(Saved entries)
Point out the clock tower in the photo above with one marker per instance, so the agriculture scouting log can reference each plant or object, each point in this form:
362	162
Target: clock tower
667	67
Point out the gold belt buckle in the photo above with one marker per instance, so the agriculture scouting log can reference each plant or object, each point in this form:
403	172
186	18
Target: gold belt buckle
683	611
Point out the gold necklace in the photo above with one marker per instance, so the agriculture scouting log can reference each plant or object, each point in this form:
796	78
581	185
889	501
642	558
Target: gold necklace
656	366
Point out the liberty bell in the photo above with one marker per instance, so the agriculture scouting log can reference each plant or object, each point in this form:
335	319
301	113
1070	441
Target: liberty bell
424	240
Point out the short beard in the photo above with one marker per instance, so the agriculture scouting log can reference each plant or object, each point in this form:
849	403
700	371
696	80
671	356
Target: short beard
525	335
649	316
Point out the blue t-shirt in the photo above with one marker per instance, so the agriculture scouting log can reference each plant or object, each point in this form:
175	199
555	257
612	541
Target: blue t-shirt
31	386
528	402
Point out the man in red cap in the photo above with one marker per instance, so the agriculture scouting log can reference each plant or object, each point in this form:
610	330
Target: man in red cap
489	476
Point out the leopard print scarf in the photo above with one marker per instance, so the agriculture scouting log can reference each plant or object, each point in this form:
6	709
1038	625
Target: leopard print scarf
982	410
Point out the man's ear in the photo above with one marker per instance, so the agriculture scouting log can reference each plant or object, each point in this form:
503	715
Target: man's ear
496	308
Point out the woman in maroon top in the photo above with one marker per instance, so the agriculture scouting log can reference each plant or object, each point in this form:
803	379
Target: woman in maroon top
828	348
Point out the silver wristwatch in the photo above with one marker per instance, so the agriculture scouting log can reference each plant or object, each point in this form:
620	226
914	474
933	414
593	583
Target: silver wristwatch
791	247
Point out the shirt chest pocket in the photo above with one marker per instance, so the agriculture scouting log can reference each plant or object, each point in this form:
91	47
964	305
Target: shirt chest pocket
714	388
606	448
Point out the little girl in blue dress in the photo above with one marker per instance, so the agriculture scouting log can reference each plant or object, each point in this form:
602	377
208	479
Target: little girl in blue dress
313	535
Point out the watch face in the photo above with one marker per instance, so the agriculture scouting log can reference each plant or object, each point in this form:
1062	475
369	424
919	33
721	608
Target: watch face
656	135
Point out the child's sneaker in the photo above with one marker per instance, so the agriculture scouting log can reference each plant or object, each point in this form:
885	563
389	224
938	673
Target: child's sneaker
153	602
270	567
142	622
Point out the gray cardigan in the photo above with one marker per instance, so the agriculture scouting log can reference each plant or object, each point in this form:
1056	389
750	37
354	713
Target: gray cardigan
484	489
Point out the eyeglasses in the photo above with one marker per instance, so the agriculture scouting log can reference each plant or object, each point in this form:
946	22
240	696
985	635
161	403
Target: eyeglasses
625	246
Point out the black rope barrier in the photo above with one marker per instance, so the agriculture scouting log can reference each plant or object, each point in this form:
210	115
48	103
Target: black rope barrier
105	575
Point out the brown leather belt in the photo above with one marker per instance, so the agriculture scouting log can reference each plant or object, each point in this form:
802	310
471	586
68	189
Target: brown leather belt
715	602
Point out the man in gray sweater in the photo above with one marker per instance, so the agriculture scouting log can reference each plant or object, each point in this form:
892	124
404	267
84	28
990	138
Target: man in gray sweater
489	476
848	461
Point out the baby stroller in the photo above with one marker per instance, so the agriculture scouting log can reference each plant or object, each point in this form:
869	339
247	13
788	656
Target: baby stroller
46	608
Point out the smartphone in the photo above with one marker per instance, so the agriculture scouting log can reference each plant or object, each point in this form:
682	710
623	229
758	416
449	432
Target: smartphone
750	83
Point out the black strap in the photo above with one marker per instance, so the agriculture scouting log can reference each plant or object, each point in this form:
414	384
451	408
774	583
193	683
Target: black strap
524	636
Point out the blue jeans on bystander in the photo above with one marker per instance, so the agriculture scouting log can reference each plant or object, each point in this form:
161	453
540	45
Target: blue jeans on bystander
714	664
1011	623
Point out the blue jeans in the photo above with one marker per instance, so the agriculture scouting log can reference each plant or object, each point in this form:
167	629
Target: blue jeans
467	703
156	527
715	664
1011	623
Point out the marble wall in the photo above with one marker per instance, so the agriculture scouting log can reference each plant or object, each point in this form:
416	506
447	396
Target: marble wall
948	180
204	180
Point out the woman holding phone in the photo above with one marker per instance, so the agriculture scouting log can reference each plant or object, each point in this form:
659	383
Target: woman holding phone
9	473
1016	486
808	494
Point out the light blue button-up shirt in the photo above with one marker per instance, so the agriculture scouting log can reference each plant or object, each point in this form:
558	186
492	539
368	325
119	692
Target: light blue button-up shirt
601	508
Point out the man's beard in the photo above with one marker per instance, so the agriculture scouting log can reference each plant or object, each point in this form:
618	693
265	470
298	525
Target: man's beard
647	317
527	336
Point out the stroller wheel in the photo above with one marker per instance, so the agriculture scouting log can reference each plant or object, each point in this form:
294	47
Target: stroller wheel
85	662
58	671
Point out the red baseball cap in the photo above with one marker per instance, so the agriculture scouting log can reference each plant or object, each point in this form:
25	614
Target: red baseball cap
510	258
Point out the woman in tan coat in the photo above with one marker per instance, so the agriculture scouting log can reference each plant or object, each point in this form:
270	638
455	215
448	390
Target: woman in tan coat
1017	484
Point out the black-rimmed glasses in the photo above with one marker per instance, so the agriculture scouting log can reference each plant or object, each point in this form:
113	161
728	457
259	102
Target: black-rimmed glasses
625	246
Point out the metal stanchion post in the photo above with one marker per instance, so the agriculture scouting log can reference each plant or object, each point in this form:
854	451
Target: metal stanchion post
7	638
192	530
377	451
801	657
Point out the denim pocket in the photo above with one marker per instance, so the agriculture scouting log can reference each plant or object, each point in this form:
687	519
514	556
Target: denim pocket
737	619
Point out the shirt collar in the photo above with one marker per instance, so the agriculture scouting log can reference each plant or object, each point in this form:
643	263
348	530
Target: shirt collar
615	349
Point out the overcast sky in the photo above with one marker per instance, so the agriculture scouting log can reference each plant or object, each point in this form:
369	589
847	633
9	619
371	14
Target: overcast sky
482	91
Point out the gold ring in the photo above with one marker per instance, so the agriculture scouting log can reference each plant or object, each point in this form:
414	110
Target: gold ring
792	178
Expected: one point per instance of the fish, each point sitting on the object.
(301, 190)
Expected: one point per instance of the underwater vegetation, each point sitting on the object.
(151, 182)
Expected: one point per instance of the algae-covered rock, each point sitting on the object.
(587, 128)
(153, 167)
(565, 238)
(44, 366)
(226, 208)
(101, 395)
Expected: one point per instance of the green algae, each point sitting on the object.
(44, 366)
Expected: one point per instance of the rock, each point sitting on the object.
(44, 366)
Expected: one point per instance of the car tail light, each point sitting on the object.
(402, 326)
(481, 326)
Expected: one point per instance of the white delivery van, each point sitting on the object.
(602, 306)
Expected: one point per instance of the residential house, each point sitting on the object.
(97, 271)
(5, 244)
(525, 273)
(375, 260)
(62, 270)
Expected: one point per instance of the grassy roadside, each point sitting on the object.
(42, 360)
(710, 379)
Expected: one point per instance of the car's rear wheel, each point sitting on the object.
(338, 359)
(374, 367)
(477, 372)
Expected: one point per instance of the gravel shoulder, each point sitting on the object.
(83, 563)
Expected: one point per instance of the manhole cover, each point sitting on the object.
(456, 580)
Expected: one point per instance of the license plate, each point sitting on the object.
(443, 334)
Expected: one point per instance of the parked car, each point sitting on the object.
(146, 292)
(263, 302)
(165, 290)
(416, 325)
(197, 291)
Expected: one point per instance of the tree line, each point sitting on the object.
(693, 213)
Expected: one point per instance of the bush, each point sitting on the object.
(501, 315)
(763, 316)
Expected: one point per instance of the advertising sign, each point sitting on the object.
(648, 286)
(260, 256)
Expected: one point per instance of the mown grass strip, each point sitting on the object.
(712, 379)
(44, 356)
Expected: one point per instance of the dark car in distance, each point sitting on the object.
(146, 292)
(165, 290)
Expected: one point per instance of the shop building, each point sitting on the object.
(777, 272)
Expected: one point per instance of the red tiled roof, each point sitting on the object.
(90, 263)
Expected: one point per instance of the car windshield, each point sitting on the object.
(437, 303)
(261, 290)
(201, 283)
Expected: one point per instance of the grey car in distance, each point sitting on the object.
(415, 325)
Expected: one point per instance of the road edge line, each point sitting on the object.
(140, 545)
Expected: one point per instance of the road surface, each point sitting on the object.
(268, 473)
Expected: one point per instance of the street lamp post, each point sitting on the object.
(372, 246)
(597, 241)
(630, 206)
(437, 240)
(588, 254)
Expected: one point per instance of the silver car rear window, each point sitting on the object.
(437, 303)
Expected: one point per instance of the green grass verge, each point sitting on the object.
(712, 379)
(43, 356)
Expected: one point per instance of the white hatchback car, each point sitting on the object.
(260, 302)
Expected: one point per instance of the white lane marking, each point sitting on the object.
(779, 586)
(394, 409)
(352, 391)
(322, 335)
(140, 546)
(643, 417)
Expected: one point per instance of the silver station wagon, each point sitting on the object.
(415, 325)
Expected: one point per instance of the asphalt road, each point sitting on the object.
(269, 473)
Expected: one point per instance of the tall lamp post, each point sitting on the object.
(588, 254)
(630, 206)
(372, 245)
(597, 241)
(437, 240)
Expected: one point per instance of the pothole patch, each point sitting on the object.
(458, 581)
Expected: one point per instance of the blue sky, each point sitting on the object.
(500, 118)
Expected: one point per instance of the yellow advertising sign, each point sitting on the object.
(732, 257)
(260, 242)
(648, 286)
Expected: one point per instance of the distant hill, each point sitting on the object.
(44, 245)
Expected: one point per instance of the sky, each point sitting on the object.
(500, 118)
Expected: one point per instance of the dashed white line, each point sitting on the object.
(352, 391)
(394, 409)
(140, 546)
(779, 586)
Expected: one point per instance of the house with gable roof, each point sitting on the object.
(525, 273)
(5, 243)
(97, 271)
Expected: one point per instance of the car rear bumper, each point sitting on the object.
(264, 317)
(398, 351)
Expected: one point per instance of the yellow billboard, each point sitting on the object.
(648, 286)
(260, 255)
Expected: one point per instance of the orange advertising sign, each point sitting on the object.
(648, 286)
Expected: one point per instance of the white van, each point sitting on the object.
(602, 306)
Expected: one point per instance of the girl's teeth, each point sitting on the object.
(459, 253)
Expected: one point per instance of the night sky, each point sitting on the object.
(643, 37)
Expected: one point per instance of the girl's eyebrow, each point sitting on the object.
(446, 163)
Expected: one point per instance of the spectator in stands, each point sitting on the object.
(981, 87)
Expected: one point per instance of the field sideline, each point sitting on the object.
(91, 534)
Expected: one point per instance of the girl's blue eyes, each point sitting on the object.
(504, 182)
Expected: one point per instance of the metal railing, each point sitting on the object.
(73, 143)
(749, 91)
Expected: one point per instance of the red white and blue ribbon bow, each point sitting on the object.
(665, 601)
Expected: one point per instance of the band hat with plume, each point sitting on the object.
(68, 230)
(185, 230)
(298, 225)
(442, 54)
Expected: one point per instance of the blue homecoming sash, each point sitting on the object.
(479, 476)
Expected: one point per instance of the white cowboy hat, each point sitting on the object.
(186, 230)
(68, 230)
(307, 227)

_Prompt_:
Locate the line that contains "Expected: one point per instance of the house", then please quote it and every line after it to the end of the entries above, exactly and with nothing else.

_Exercise solution_:
Expected: one point per instance of the house with gable roof, each point sitting on the object.
(525, 273)
(5, 243)
(97, 271)
Expected: one point per instance of the car rear bumper, each point sitting on the object.
(264, 317)
(398, 351)
Expected: one point per instance of the yellow billboard, each point sitting on the object.
(648, 286)
(260, 255)
Expected: one point per instance of the orange advertising sign, each point sitting on the object.
(648, 286)
Expected: one point per instance of the white van, each point sitting on the object.
(602, 306)
Expected: one point per instance of the girl's teeth, each point sitting on the object.
(459, 253)
Expected: one point per instance of the night sky, each point sitting on the object.
(643, 37)
Expected: one point per instance of the girl's eyebrow, each point sitting on the object.
(446, 163)
Expected: one point per instance of the spectator in stands, each point sitting on the object.
(981, 87)
Expected: one point per instance of the field sideline, each point sitting on the object.
(91, 534)
Expected: one point per instance of the girl's blue eyes, each point sitting on the object.
(504, 182)
Expected: one point per instance of the metal railing, each point sitting on the object.
(73, 143)
(749, 91)
Expected: one point per instance of the red white and blue ribbon bow, each point sitting on the object.
(665, 601)
Expected: one point per instance of the band hat with plume, each point sitting on the object.
(68, 230)
(185, 230)
(298, 225)
(442, 54)
Expected: one point per instance of the blue homecoming sash, each point sitting on the object.
(479, 476)
Expected: one point per instance of the white cowboy hat, each point sitting on the object.
(186, 230)
(68, 230)
(307, 227)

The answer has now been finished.